Request: Convert the listing below into a JSON list of strings with one string for each line, omitting the blank lines.

The records:
┄┄┄┄┄┄┄┄┄┄
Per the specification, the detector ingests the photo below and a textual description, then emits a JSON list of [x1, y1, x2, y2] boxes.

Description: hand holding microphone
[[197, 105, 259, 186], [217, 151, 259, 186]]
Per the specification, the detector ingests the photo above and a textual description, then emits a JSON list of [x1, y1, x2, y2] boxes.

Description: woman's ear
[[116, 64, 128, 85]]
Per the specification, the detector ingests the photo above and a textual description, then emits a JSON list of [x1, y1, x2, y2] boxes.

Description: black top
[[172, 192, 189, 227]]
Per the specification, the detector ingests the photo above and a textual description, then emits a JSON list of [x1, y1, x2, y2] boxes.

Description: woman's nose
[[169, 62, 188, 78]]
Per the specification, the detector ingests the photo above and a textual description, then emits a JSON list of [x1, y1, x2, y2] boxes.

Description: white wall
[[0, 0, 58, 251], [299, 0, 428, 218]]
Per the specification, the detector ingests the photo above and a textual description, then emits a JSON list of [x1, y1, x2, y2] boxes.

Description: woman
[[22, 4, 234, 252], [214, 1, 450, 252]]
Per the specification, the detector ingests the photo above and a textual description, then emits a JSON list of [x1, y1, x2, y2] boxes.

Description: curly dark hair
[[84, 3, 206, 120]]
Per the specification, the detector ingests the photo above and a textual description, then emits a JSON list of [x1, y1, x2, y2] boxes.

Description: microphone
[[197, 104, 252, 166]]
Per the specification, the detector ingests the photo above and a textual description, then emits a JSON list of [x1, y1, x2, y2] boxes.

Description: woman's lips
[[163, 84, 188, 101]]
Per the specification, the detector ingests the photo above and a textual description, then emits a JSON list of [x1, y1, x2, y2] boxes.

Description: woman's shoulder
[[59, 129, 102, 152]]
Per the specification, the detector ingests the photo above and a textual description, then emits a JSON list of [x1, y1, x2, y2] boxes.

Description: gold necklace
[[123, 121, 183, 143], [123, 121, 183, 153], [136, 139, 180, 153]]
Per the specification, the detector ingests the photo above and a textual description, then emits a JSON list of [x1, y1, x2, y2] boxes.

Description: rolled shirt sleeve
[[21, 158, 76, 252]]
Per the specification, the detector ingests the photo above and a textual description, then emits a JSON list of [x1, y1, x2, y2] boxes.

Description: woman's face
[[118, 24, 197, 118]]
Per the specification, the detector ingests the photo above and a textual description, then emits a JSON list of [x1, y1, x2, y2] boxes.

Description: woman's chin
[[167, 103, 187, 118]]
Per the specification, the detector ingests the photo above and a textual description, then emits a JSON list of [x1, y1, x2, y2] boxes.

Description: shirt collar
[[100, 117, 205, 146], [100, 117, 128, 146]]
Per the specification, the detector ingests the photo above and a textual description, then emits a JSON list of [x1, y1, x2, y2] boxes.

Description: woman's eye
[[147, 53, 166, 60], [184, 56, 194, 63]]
┄┄┄┄┄┄┄┄┄┄
The solution:
[
  "Per the specification, the detector ingests the photo below and a textual description, then emits a JSON list of [x1, y1, x2, y2] boxes.",
  "Description: hand holding microphone",
  "[[197, 105, 259, 186], [217, 151, 259, 186]]",
  "Per the specification, the detector ingests the photo above and a textual description, then emits a JSON list of [x1, y1, x2, y2] boxes.",
  "Description: woman's ear",
  "[[116, 64, 128, 85]]",
  "Per the specification, the detector ingests the photo above and a textual description, then emits a JSON list of [x1, y1, x2, y2] boxes.",
  "Description: black top",
  "[[172, 192, 189, 227]]",
  "Per the specification, the detector ingests the photo above and a textual description, then emits a JSON list of [x1, y1, x2, y2] boxes.",
  "Description: woman's nose",
  "[[169, 62, 188, 78]]",
  "Per the specification, the detector ingests the photo above and a textual description, then emits a JSON list of [x1, y1, x2, y2] boxes.",
  "Description: white wall",
  "[[0, 0, 58, 251], [299, 0, 428, 218]]",
  "Per the specification, the detector ingests the photo above and a textual description, then emits a JSON list of [x1, y1, x2, y2] boxes.",
  "Description: woman",
  "[[22, 4, 234, 252], [214, 1, 450, 252]]",
  "Per the specification, the detector ingests the photo above and a textual description, then emits a JSON list of [x1, y1, x2, y2] boxes.",
  "Description: curly dark hair",
  "[[84, 3, 206, 120]]",
  "Per the specification, the detector ingests the photo above and a textual description, then emits a JSON list of [x1, y1, x2, y2] boxes.",
  "Description: microphone",
  "[[197, 104, 252, 166]]",
  "Per the specification, the detector ingests the photo above and a textual description, then emits a JSON list of [x1, y1, x2, y2] boxes.",
  "Description: woman's lips",
  "[[163, 84, 188, 101]]",
  "Per the specification, the detector ingests the photo above and a textual description, then emits a JSON list of [x1, y1, x2, y2] boxes.",
  "Description: woman's shoulder",
  "[[59, 129, 102, 152]]",
  "Per the specification, the detector ingests the photo above and a textual description, then emits a JSON list of [x1, y1, x2, y2] boxes.",
  "Description: gold necklace",
  "[[123, 121, 183, 143], [123, 121, 183, 153], [136, 139, 180, 153]]",
  "Per the specification, the detector ingests the photo above and a textual description, then emits a JSON list of [x1, y1, x2, y2] boxes.",
  "Description: rolled shirt sleeve",
  "[[21, 158, 76, 252]]",
  "Per the specification, the detector ingests the photo above and a textual description, then emits a JSON list of [x1, y1, x2, y2] boxes.",
  "Description: woman's face",
  "[[118, 24, 197, 118]]",
  "Per the specification, the detector ingests the photo above and a textual description, then emits a JSON list of [x1, y1, x2, y2] boxes.",
  "Description: woman's chin",
  "[[167, 103, 187, 118]]",
  "Per the specification, the detector ingests the photo above and a textual description, then emits a JSON list of [x1, y1, x2, y2] boxes.",
  "Description: shirt collar",
  "[[100, 117, 205, 146], [100, 117, 128, 146]]",
  "Per the specification, the detector ingests the photo above and a textual description, then emits a JSON list of [x1, y1, x2, y2] boxes.",
  "Description: woman's eye",
  "[[147, 53, 166, 60], [184, 56, 194, 63]]"
]